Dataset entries
(begin)

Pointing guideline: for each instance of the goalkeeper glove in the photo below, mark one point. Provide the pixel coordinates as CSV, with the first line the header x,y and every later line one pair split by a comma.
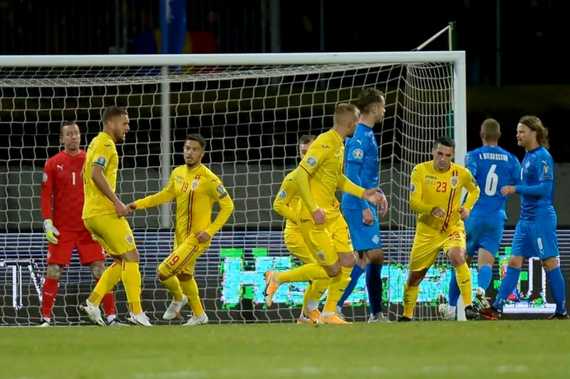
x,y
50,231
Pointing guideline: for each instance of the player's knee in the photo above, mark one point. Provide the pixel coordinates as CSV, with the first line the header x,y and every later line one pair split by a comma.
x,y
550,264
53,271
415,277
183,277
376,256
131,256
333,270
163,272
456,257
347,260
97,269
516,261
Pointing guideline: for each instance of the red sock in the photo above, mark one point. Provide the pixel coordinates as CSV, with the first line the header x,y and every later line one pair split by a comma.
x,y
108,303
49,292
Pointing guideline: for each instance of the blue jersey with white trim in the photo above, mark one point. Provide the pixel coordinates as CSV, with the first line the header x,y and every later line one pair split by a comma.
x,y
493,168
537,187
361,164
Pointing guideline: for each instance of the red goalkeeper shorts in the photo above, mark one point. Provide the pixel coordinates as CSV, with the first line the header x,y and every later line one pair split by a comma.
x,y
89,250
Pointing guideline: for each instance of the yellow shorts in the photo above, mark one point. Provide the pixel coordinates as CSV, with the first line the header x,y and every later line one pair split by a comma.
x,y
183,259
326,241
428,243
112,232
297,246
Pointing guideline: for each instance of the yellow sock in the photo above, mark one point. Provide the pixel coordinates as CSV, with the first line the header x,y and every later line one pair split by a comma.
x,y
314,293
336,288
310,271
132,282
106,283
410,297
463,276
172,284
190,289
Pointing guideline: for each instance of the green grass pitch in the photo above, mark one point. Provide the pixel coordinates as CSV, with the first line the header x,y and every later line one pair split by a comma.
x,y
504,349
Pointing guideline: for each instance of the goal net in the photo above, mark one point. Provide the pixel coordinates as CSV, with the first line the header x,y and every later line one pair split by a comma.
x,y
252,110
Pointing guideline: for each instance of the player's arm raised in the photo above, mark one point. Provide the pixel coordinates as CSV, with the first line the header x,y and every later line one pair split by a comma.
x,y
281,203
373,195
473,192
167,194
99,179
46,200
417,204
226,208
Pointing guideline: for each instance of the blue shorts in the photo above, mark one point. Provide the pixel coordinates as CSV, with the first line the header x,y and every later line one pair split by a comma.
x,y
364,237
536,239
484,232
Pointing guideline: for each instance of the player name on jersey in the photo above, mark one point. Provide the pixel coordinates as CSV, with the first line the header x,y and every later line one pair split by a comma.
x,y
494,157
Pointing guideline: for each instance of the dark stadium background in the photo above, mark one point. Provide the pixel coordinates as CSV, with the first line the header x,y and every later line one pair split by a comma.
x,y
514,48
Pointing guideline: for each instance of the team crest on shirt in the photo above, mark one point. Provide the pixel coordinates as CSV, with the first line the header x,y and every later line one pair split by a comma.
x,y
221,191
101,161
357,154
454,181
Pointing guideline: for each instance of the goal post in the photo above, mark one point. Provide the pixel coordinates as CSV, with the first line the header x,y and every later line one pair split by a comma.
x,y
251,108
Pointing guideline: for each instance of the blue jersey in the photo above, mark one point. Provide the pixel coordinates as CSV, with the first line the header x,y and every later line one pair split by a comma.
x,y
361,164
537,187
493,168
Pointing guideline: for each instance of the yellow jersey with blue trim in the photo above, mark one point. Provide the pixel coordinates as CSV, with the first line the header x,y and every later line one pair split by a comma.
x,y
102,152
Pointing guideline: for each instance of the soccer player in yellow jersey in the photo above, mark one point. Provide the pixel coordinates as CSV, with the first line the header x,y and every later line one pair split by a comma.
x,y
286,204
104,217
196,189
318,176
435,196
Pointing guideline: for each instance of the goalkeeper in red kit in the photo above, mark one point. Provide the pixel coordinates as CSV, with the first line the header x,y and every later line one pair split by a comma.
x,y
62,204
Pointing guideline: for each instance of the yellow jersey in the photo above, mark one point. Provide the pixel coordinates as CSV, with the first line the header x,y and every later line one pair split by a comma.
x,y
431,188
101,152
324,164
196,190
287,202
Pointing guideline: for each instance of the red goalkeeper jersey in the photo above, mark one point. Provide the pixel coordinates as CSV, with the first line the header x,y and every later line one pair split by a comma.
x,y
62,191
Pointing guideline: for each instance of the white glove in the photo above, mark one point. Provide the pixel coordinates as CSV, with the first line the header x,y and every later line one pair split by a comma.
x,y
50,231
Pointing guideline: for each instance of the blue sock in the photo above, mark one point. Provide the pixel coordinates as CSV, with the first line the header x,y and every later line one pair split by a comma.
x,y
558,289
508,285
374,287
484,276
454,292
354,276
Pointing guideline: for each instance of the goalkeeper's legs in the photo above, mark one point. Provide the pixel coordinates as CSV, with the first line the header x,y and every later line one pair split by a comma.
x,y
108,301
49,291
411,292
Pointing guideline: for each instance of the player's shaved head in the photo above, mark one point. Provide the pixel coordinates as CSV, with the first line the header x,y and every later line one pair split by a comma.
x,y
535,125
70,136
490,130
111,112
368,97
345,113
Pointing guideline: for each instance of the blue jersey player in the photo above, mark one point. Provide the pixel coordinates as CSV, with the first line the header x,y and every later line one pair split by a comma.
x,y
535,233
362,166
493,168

(end)

What you should do: Exclude the pictures and transcribe all of the entries exactly.

Task output:
Pointing guideline: for each instance of the goalkeeper glove in the photo below, mark one point. Provide the pixel coordinates as CSV, with the first line the header x,y and every later line one pair split by a comma.
x,y
50,231
Pointing guideline: for each instance of the player's knee in the photo above, mark one point. Provide the pixel coordinates as CSV, with the first line the header x,y and every later line one pair split by a comma.
x,y
550,264
53,271
415,277
183,277
376,256
131,256
333,270
163,272
456,257
347,260
97,269
516,261
Pointing guideline: for each instance of the red sock in the photo above, mark one point. Provide the pixel coordinates as CSV, with the first line the header x,y and every later line one pair split by a comma.
x,y
108,303
49,292
Pointing guideline: for each instance of the blue jersey with white trim in the photo above, mark one point. Provide the pixel coordinates as CSV, with the first line the header x,y and every later line one pair split by a comma.
x,y
493,168
537,187
361,164
Pointing guideline: for each instance of the red goalkeeper shorts in the photo above, mark one point. Provide the pixel coordinates as CSV, with the first line the header x,y and every later line one pair split by a comma.
x,y
89,250
Pointing guideline: for each instance of the yellow shorts in the photo above, mark one point. Provide the pixel coordinates as CSV, with the first line the header x,y and every later line one pair split by a comma.
x,y
183,259
326,241
428,243
112,232
297,246
Pointing guideline: for each instance of the yellow sock in the photo above, mark one point. Provide the pixel coordinates as CSV, with the first line the header x,y and every later line one pair split by a comma.
x,y
314,293
336,288
310,271
132,282
106,283
410,297
463,276
172,284
190,289
Pointing guideline: for each instance of the green grass pitch in the photo above, mark one point. Provide the pixel coordinates as CSV, with the first line the header x,y and every later line one pair split by a comma.
x,y
504,349
Pointing guideline: for each instance of the goal net in the photo above, mark one point. Provide the pixel coordinates as CSV, with the first line the header x,y and every later line one pair split by a comma.
x,y
252,110
Pointing guideline: for each instance of the player's arm raised in the photo above, mark one point. Provide the pixel coordinates as CSV, with the first line the header x,y and every later line one pair split by a comma.
x,y
281,203
373,195
473,192
167,194
99,179
46,200
417,204
226,208
Pointing guideline: for each instance of the blue shorts in the photo above, mark one point. Provide the pixel coordinates as CSV, with the first line the header x,y and every later line one pair split by a comma.
x,y
364,237
536,239
484,232
Pointing guideline: for each instance of the player name on jersey in the photo above, mark one point. Provide the pixel coordinates as CSV, with the first line the header x,y and every later line one pair split by a comma.
x,y
494,157
Pointing guideline: for each instance of the dark stadium background in the photo above, mark one point. Provide the pixel coordinates as CSV, with the first line the header x,y and every later line one pair split by a comma.
x,y
514,48
Pointing guideline: for each instance of the team crest on shirt in the photo above, mark one point. Provide the pixel coordinates as CSV, with the first line the header x,y and every later line one pair split by a comma.
x,y
221,191
101,161
357,154
454,181
Pointing guideline: for each instance of the goal post in the photo above, mark one point. Provide the pixel coordinates as CSV, with the first line the header x,y and every later line one pair split by a comma.
x,y
251,108
Pointing guideline: for each instance of the blue jersey in the photo above, mark one point. Provide the pixel coordinates as CSV, with the first line the header x,y and every later line one pair split by a comma.
x,y
361,164
537,187
493,168
Pointing guideline: for each instance of the yellow jersey with blue trim in the photo above, mark one point. Provide the pixel coordinates as CSV, with the first line the header x,y and every later line one pair split by a comma.
x,y
102,152
Pointing guideline: for each instance of the soccer player in yellow jersey in the photo above, mark one point. Provide the pixel coordinates as CSV, with the first line the header x,y and every later line one pair split by a comma.
x,y
286,204
104,217
196,189
318,176
435,196
Pointing guideline: for each instance of the goalkeeper in red kit in the photo above, mark one point. Provide the pixel coordinates as CSV, with the first line the header x,y and every later line one pair split by a comma.
x,y
62,204
Pointing guideline: for each instance of the yellow jersey in the photo above, mark one point. Provide the pixel coordinates as CSV, with the first line the header x,y and every later line one pair split by a comma.
x,y
431,188
101,152
324,164
196,190
287,202
Pointing guideline: for each instance of the red goalkeeper jersey in the photo above, mark one point. Provide the pixel coordinates as CSV, with the first line the header x,y and every later line one pair split by a comma.
x,y
62,191
Pointing guideline: for each instance of the white glove in the photo above, mark one point. Provide the pixel coordinates as CSV, with the first line the header x,y and every later line one pair split by a comma.
x,y
50,231
Pointing guideline: for each instance of the blue sock in the photo above, mark one point. Provide the pixel coordinates as CSV, with the first line the header x,y and every later line one pair split by a comma.
x,y
558,289
508,285
374,287
484,276
454,292
354,276
Pointing guideline: for each instance of the goalkeeper's legs in the photo above, mark one point. Provide the pixel coordinates as CSV, with the first line the header x,y and every later line one pair split by a comma.
x,y
108,301
49,291
411,292
Pointing guideline: for each instance of the player's shaved head in the photo above, mark one point. Provide the pixel coordinates as CSV, with the first line the header x,y and every later line one pair split by a comma.
x,y
535,125
70,136
490,130
111,112
368,97
345,113
Pointing guideline: for each instance of the blue jersey player in the photo above, mark one point. Provide the pixel coordinates as CSV, with the first line the header x,y and every later line one pair split by a comma.
x,y
535,233
362,166
493,168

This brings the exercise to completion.